Natural language region descriptions:
__________
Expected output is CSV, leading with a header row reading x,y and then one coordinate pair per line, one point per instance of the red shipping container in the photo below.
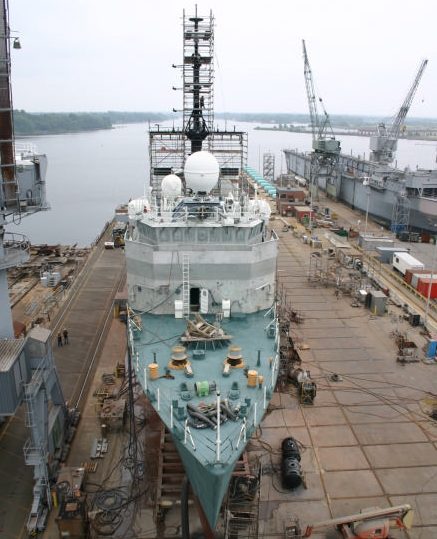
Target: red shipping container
x,y
409,274
423,287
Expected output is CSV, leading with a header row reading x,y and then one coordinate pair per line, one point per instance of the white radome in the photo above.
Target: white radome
x,y
201,172
171,187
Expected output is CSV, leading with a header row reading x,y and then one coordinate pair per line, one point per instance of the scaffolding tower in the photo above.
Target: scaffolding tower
x,y
269,167
170,147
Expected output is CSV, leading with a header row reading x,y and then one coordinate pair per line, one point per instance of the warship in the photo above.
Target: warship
x,y
203,333
401,199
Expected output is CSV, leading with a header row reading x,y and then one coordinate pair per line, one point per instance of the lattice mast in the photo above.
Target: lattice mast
x,y
198,76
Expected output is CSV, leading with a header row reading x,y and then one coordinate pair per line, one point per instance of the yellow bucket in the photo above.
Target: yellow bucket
x,y
153,371
251,378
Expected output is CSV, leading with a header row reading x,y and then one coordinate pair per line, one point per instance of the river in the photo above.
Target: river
x,y
90,173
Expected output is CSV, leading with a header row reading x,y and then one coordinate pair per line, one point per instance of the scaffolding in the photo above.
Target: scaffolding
x,y
269,167
242,502
169,148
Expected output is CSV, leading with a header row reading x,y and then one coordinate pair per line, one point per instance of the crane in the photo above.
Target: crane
x,y
326,149
384,144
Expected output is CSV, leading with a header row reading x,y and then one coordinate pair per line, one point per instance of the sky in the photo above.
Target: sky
x,y
100,55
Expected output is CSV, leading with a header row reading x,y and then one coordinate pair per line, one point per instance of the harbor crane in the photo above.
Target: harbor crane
x,y
326,150
384,143
383,146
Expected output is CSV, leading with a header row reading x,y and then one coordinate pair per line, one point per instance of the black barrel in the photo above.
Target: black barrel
x,y
290,448
291,474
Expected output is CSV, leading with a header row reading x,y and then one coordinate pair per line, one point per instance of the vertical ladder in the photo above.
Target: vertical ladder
x,y
186,283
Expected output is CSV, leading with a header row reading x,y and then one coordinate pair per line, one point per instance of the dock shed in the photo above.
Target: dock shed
x,y
386,253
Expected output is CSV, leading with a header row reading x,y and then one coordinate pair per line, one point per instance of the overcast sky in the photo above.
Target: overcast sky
x,y
99,55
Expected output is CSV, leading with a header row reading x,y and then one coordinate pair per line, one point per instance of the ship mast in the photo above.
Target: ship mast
x,y
197,74
8,180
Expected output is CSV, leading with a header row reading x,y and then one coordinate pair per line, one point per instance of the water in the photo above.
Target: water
x,y
90,173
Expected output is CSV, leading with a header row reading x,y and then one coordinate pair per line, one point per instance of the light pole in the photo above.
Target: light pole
__________
▶ ABOUT THIS TASK: Reproduce the data above without a single change, please, but without its pictures.

▶ FINAL ANSWER:
Expected output is CSV, leading with a header row reading x,y and then one coordinate pair per line, one point per instance of the red shipping container in the photo below.
Target: red shipping container
x,y
409,274
423,287
Expected output is CSV, leading with a header row reading x,y and then one coordinate pair per line, one point per instance of the white radome in the photo above.
Target: white radome
x,y
201,172
171,187
Expected output is CSV, leading with a header row reading x,y and then one coordinate pair per line, one point per instance of the scaffolding tower in the photo above.
Target: scaffolding tower
x,y
269,167
170,147
Expected output is CSV, leading with a header row reading x,y and then one coordinate pair per line, one point per instance of the warship in the photo above.
Target: warship
x,y
203,333
401,199
Expected output is CSV, leading with a header row reading x,y and then one coordinate pair per line, one point per instance of the lattice mast in the photo above.
Target: lattice mast
x,y
198,76
Expected output is CSV, leading with a header row reading x,y and then one coordinate pair per line, one point per instance of the yellow bucket in the photo above.
Target: yellow bucket
x,y
153,371
251,378
Expected output is CSV, leading with a header row reading x,y and then one coordinate pair per line, one point per instance of the river in the photo above.
Target: river
x,y
90,173
Expected output is CSV, leading with a header row reading x,y and then one coordinate pair per line, one point per instance of the scaffolding in the photo above.
Target: scaffolding
x,y
269,167
242,502
169,148
Expected output is CSV, leading with a header row reading x,y and then one coordinate pair per line, one point per instance of the crane in the photo above.
Target: crane
x,y
326,149
384,144
Expected output is CSV, leading with a header row reading x,y and then one coordinate pair per line, one point per instance of the sky in the photo above.
Target: sky
x,y
100,55
Expected output is CSV, leading with a header row reading x,y and then one coordinate pair per line, one point per instance of the harbor crane in the photo above.
Target: harbor crane
x,y
326,150
384,143
383,146
Expected output is CSV, leading with a header row reading x,y and then one coordinate pair per line, one point per instance of the black barrel in the photo above.
Target: black barrel
x,y
290,448
291,474
Expected output is CSV, leading with a header row reading x,y and then one coordinate pair per line, one point per instance of the vertical ladder in the photo above.
Target: vertical ladder
x,y
186,283
Expected output is CSV, leading with a header row reading x,y and then one coordinate pair per line, one point per instance of the dock shed in the photo above.
Target: dock shed
x,y
386,253
Expected output is CSV, leading with a header row reading x,y and then one coordinate pair per line, one point per instance of the overcast sky in the photo above.
Target: overcast sky
x,y
99,55
Expected output is CSV, leading with a header row reading x,y and then one coordinate pair per line, one point per instance of the ship mast in the photo above.
Target: ship mast
x,y
197,74
8,180
Expected output is CSV, leading with a header row reading x,y and then one coordinate pair per line, one point per instance of the water in the photo above.
Target: water
x,y
90,173
Expected output is CSV, leading with a header row reading x,y and then one coordinate pair per line, one point per instance of the light pole in the photo above.
Target: light pole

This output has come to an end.